* [Aim of the task] Your response should be the complete listing, copied exactly.
------ Source records ------
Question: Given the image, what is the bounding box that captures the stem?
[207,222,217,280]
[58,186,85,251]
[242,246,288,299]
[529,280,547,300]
------
* [Problem solution]
Question: Given the image, what is the bounding box that captures the stem?
[207,222,217,280]
[58,186,85,251]
[242,246,288,299]
[529,280,547,300]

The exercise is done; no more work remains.